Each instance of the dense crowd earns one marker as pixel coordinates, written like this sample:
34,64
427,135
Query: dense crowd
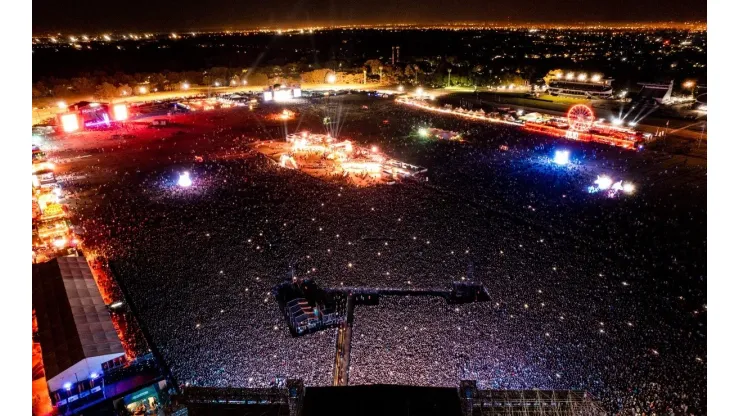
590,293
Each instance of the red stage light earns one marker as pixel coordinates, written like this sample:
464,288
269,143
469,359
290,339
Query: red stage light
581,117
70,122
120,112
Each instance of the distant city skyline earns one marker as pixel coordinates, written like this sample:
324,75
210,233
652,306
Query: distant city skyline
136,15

--

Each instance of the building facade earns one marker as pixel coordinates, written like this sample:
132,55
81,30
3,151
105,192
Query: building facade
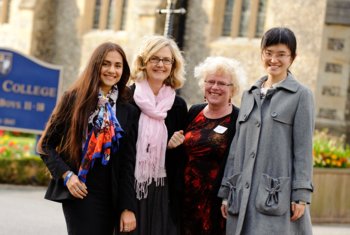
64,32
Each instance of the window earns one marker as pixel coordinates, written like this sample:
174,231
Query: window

§ **INSTRUCTIONS TO FOLLOW**:
Rewrite the records as a numbered list, starting at the line containing "Each instance of the window" and ending at the line containing "Query: window", with blank lines omitted.

§ **SOLUTION TO THE PROBLEM**:
1. Each instance of the window earns one marker as pixel coordinates, written like this sample:
2. 174,231
3. Query: window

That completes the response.